PROBLEM DETAILS -
Could you repeat the passage on Kimball-style data modeling, starting at "Finally, those data" and ending at "data processing steps.", but with "data presentation tools" replaced by "reporting tools"?

GIVEN TEXT -

We think that Kimball’s ideas are so useful and so influential that we would be unwise to ignore them today. But now that we’ve examined the reasons that it rose in prominence in the first place, we must ask: how relevant are these ideas in an age of cloud-first, incredibly powerful data warehouses?
Kimball-Style Data Modeling, Then And Now
The biggest thing that has changed today is the difference in costs between data labor versus data infrastructure.
Kimball data modeling demanded that you:
- Spent time up front designing the schema
- Spent time building and maintaining data pipelines to execute such schemas (using ETL tools, for the most part)
- Keep a dedicated team around that is trained in Kimball’s methodologies, so that you may evaluate, extend, and modify existing star schemas in response to business process changes.
When data infrastructure was underpowered and expensive, this investment made sense. Today, cloud data warehouses are many times more powerful than old data warehouses, and come at a fraction of the cost.
Perhaps we can make that more concrete. In The Data Warehouse Toolkit, Kimball described a typical data warehouse implementation project with the following illustration:
A typical project would go like this: you would write ETL to consolidate data sources from different source systems, accumulate data into a staging area, then use an ETL tool (again!) to model data into a data presentation area. This data presentation area consists of multiple data marts. In turn, these ‘marts’ may be implemented on top of RDBMSes, or on top of an OLAP cube, but the point is that the marts must contain dimensionally modeled data, and that data must be conformed across the entire data warehouse project.
Finally, those data marts are consumed by data presentation tools.
You will notice that this setup is vastly more complicated than our approach. Why is this the case?
Again, the answer lies in the technology that was available at the time. Databases were slow, computer storage was expensive, and BI tools needed to run on top of OLAP cubes in order to be fast. This demanded that the data warehouse project be composed of a number of separate data processing steps.

DATASET EXCERPT -
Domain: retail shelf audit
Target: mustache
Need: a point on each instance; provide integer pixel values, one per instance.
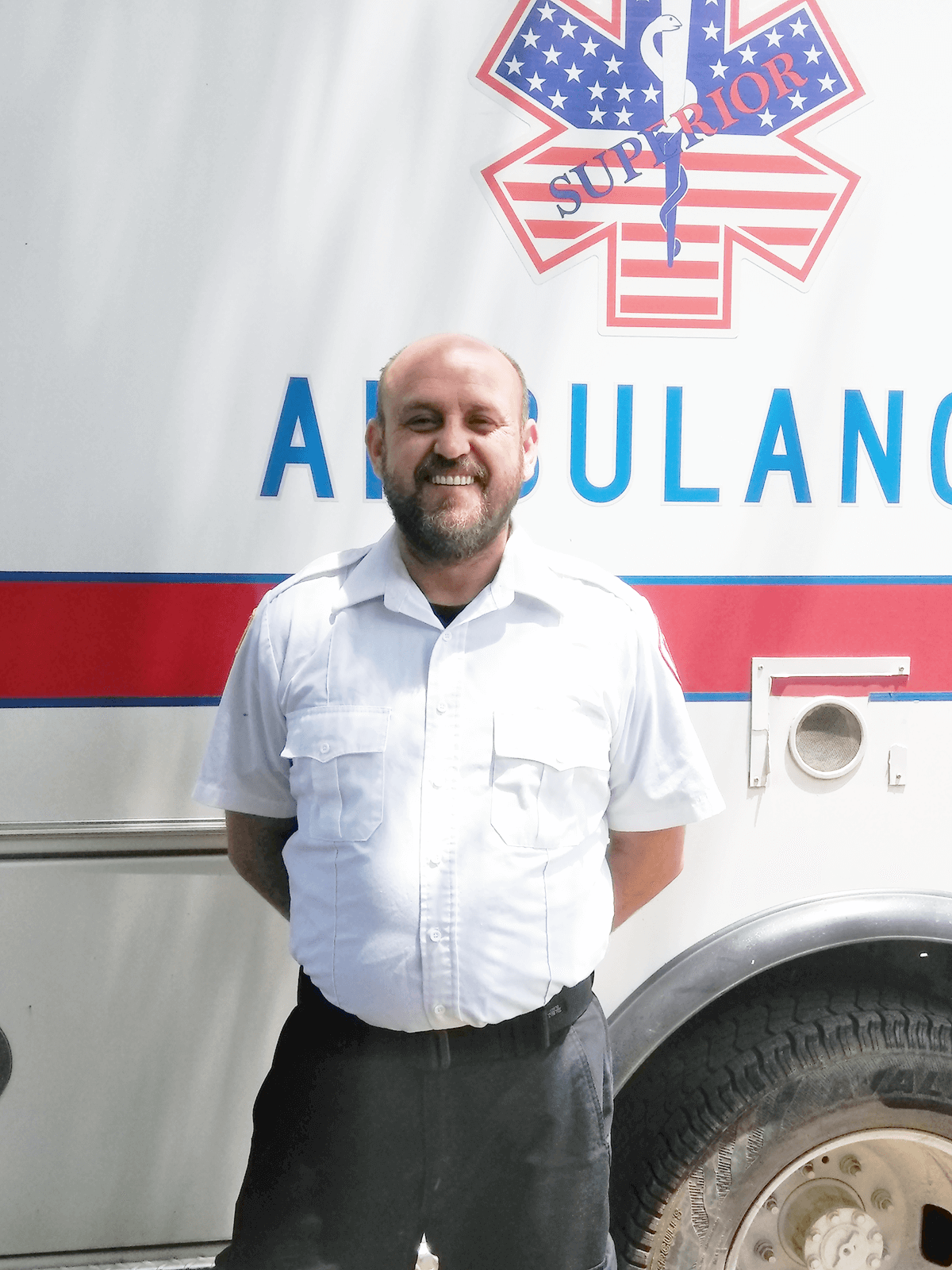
(435, 465)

RESULT OF THIS EXERCISE -
Finally, those data marts are consumed by reporting tools.
You will notice that this setup is vastly more complicated than our approach. Why is this the case?
Again, the answer lies in the technology that was available at the time. Databases were slow, computer storage was expensive, and BI tools needed to run on top of OLAP cubes in order to be fast. This demanded that the data warehouse project be composed of a number of separate data processing steps.